Required task: Repeat every line below exactly, word for word.

══════════

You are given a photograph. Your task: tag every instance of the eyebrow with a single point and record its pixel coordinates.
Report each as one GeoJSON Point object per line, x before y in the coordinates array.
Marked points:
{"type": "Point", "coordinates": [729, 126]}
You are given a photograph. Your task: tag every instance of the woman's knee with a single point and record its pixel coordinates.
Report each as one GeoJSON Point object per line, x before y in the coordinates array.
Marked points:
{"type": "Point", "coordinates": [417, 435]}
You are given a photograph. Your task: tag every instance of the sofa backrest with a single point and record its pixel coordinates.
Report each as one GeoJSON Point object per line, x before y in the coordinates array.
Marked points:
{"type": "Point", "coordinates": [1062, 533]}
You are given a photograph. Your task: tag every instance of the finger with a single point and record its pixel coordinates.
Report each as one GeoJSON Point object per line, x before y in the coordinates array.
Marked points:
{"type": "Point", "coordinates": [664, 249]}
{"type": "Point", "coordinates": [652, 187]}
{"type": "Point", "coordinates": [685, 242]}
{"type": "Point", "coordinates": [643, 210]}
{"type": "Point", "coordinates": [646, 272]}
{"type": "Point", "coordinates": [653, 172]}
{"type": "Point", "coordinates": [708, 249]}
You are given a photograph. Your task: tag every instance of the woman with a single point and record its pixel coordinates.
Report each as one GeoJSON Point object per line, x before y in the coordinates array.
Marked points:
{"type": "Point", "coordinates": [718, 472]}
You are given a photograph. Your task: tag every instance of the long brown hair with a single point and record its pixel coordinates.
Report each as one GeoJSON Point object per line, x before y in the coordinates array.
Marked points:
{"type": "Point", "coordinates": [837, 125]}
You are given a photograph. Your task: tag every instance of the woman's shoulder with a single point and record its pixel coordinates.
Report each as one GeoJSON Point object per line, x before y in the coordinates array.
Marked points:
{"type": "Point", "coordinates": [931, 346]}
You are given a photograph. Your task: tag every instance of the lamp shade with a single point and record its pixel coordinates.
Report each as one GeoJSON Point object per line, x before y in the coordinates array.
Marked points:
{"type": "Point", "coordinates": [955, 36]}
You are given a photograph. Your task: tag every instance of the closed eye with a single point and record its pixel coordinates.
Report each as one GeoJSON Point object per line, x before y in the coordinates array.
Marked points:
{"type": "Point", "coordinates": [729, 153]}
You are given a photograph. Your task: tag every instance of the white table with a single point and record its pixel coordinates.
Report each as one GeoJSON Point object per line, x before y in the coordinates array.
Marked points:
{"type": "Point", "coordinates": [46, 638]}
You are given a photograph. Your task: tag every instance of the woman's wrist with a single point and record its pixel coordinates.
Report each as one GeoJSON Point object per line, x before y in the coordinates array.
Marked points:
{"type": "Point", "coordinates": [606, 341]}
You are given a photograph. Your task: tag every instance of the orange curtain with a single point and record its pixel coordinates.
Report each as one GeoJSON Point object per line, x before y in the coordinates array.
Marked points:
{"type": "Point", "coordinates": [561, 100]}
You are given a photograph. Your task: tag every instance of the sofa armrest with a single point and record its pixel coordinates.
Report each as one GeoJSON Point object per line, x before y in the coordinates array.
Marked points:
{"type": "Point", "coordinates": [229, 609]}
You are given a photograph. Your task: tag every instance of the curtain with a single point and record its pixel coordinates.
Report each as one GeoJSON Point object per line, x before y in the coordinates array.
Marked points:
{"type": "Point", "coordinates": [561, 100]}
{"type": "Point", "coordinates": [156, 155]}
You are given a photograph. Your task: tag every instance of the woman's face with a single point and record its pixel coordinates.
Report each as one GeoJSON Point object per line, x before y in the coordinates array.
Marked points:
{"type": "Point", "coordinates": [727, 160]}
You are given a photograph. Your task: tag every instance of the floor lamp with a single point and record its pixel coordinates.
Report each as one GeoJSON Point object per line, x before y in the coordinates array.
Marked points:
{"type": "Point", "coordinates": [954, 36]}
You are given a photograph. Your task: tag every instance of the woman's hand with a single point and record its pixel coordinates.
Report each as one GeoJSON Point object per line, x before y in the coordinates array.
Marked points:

══════════

Answer in full:
You are given a photograph. Your task: tag every instance of the eyebrow with a single point and record its pixel coordinates.
Report each as one GeoJSON Point object per line, x before y in the coordinates array.
Marked points:
{"type": "Point", "coordinates": [729, 126]}
You are given a photograph. Your task: tag every instance of the woman's knee with a single point and record its pixel coordinates.
Report each as one GeoJSON Point object per line, x before y in the coordinates array.
Marked points:
{"type": "Point", "coordinates": [417, 435]}
You are given a photograph. Your task: tag every instance of the sofa backrest with a single point and record its pixel coordinates.
Report each as one GeoJSON Point object per line, x before y in the coordinates array.
Marked points:
{"type": "Point", "coordinates": [1062, 533]}
You are given a photograph. Your task: tag every instance of the finger with a single point and record its pixel coordinates.
Report each as one GeoJSON Point object per line, x before y in the coordinates array.
Marked points:
{"type": "Point", "coordinates": [664, 249]}
{"type": "Point", "coordinates": [652, 187]}
{"type": "Point", "coordinates": [685, 242]}
{"type": "Point", "coordinates": [643, 210]}
{"type": "Point", "coordinates": [646, 272]}
{"type": "Point", "coordinates": [653, 172]}
{"type": "Point", "coordinates": [708, 249]}
You are given a photograph. Your task: tag every instance of the woman with a single point and record its pixel coordinates.
Report each as one GeoJSON Point object per line, x before y in the coordinates array.
Marked points:
{"type": "Point", "coordinates": [718, 472]}
You are given a photograph. Your task: tag every instance of the long brown hair with a single point and record its pixel coordinates.
Report each as one GeoJSON Point object per line, x before y in the coordinates array.
Marked points:
{"type": "Point", "coordinates": [837, 125]}
You are given a photograph. Your task: tag every instance of the woman's shoulder with a single point and record its pixel coordinates.
Report each as one GeoJSON Point object per line, x before y in the coordinates array.
Marked points:
{"type": "Point", "coordinates": [931, 346]}
You are given a photograph. Your task: tag every instance of the lamp shade with a single point and record its pixel coordinates.
Report each as one GeoJSON Point object per line, x before y in the coordinates array.
Marked points:
{"type": "Point", "coordinates": [955, 36]}
You are given a photograph. Your task: tag every instance of the closed eye with a single point and record its pixel coordinates.
Report each as one GeoJSON Point object per line, x before y in the coordinates array.
Marked points:
{"type": "Point", "coordinates": [729, 153]}
You are given a photograph. Your task: tag every instance of the white table with a single point and record its pixel coordinates.
Report each as one GeoJSON Point object per line, x before y in the coordinates array.
Marked points:
{"type": "Point", "coordinates": [46, 638]}
You are given a photograph. Your task: tag every instance of the woman's wrist with a single point and record its pixel coordinates.
Report each as one GeoJSON Point object per line, x before y in the coordinates array.
Marked points:
{"type": "Point", "coordinates": [606, 341]}
You are given a photograph. Your task: tag every instance of the orange curtain with a single point and record its pixel coordinates.
Report each as one GeoJSON Point object per line, x before y in the coordinates array.
Marked points:
{"type": "Point", "coordinates": [561, 100]}
You are given a photograph. Your task: tag every instance of the sofa armrest with a single point and record its pixel coordinates.
Report each as one GeoJSON Point object per line, x before y in the coordinates array.
Marked points:
{"type": "Point", "coordinates": [229, 609]}
You are given a photograph. Your task: tag every instance of the curtain with a single point and record its pixel coordinates.
Report each as one GeoJSON Point object per line, x before y in the coordinates array.
Marked points:
{"type": "Point", "coordinates": [561, 100]}
{"type": "Point", "coordinates": [156, 155]}
You are given a photograph. Your task: tag every instance of the woman's face with a single point and record its pixel coordinates.
Report each as one GeoJSON Point object per line, x before y in the coordinates array.
Marked points:
{"type": "Point", "coordinates": [727, 160]}
You are given a photograph. Your task: tag every instance of the floor lamp with a single point and record its pixel coordinates.
Report each as one GeoJSON Point object per line, x before y in the coordinates array.
Marked points:
{"type": "Point", "coordinates": [954, 36]}
You are given a photograph. Your task: tag every instance of the woman's hand with a single point and record its pixel coordinates.
Report each as one GeoJSON Point object per line, x before y in the coordinates array.
Marked points:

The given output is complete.